▸ **Work to do**
Render the stretch from the line containing "If you could point to the cascading" through the end of the listing below as a JSON list of strings, one string per line, with blank lines omitted.

+--

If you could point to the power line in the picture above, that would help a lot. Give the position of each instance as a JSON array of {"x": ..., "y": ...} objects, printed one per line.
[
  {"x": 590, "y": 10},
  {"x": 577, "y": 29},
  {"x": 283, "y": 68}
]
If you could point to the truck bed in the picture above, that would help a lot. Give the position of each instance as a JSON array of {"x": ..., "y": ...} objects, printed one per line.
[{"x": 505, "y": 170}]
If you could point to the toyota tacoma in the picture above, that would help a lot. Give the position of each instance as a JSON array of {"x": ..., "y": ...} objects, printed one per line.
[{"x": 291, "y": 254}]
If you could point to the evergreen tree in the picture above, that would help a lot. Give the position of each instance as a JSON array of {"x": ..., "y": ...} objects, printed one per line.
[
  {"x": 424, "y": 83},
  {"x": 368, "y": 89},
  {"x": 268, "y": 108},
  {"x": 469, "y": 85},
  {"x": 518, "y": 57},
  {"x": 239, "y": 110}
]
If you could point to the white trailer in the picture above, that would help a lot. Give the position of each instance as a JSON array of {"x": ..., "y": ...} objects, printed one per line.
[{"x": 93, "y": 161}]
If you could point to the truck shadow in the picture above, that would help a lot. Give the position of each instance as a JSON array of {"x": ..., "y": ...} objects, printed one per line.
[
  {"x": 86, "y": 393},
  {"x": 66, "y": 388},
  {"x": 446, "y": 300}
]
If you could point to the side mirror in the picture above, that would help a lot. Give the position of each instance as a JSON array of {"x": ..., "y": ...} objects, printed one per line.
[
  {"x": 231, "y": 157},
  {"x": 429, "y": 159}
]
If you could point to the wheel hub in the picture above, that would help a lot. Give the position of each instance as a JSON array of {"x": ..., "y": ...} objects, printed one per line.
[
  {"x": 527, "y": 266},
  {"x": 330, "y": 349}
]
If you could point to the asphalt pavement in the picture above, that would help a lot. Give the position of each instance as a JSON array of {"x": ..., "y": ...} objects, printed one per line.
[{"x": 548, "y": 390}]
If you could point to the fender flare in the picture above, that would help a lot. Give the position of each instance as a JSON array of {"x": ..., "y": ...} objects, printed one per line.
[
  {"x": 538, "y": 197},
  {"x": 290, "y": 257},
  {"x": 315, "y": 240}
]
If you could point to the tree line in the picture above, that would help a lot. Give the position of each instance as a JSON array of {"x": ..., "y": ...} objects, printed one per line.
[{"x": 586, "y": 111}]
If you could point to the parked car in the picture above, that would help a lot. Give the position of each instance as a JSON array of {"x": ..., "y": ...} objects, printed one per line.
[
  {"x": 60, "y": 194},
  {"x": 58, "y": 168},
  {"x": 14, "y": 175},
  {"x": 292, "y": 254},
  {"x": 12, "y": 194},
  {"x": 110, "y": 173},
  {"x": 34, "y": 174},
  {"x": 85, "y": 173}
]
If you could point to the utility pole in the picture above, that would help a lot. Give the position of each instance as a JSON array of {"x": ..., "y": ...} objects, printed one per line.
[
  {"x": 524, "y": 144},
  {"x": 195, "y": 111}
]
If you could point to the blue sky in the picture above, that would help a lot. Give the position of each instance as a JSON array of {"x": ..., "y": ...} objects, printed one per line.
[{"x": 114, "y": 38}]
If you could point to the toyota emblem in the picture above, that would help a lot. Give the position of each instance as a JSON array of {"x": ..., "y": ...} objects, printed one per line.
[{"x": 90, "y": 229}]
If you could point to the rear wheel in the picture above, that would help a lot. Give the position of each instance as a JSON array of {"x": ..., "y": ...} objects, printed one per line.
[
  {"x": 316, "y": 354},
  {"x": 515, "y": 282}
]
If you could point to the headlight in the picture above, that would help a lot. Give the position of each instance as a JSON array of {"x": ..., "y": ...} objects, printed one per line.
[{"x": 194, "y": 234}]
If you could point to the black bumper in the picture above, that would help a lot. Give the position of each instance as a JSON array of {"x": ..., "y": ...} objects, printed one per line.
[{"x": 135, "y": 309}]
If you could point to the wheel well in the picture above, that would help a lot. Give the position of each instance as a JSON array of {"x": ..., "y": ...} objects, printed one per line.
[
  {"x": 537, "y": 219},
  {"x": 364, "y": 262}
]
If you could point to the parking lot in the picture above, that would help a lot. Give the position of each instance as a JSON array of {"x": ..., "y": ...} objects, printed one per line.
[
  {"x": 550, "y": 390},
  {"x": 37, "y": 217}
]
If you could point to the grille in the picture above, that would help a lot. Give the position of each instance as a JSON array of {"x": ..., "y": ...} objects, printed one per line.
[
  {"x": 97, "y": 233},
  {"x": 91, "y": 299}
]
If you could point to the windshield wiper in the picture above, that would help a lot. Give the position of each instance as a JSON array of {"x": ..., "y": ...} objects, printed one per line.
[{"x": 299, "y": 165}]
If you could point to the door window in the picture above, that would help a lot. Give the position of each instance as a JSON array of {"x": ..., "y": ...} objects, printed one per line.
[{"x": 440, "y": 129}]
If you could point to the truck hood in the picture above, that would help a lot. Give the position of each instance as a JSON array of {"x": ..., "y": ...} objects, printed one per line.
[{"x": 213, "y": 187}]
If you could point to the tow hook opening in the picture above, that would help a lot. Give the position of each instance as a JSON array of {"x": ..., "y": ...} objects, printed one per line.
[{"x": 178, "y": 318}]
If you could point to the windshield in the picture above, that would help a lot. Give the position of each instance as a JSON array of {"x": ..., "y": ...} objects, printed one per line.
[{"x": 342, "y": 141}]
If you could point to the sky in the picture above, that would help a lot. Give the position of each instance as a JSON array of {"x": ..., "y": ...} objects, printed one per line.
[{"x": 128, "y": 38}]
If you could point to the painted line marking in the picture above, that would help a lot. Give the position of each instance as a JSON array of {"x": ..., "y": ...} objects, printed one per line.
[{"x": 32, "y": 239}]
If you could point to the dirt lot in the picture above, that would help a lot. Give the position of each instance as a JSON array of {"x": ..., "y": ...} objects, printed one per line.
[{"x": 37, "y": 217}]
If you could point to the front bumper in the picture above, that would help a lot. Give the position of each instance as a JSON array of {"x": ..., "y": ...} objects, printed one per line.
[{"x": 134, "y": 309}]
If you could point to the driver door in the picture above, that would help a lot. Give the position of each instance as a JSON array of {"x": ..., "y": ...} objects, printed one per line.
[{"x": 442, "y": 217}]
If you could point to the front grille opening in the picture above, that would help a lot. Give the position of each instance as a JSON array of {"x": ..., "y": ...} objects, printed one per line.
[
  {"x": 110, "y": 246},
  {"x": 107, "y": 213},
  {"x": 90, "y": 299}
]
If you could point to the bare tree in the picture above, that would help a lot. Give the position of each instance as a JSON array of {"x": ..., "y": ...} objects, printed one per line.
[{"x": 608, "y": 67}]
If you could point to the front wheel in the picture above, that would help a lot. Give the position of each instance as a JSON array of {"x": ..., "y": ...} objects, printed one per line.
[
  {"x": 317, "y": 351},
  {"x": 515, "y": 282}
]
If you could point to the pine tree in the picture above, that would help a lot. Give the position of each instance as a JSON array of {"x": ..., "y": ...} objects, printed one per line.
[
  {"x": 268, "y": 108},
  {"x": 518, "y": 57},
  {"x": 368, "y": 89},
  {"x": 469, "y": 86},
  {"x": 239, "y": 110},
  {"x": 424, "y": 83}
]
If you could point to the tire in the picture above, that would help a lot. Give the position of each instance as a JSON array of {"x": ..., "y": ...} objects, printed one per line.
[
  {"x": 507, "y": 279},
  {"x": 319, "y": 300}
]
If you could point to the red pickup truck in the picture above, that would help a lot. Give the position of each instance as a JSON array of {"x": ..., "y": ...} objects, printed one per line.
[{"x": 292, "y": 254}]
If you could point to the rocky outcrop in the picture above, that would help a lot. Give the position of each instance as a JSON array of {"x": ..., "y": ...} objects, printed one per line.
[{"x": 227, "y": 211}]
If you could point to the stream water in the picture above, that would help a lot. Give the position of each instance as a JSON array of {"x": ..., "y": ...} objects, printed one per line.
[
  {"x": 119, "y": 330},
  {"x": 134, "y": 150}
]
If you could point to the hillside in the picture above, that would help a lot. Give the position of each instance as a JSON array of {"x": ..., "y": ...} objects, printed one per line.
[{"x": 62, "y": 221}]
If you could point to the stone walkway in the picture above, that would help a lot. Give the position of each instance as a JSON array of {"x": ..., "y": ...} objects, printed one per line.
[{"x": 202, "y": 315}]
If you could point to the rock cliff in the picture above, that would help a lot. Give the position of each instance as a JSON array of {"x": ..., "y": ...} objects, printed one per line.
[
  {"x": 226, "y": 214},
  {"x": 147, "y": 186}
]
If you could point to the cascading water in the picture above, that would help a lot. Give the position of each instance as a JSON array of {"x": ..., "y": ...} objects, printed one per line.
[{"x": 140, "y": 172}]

+--

▸ **Correct output**
[
  "If you could point to the cascading water in the picture above, that would help a lot. Give the position of each instance as a JSON array of {\"x\": ..., \"y\": ...} objects, printed one per line.",
  "[{\"x\": 140, \"y\": 172}]"
]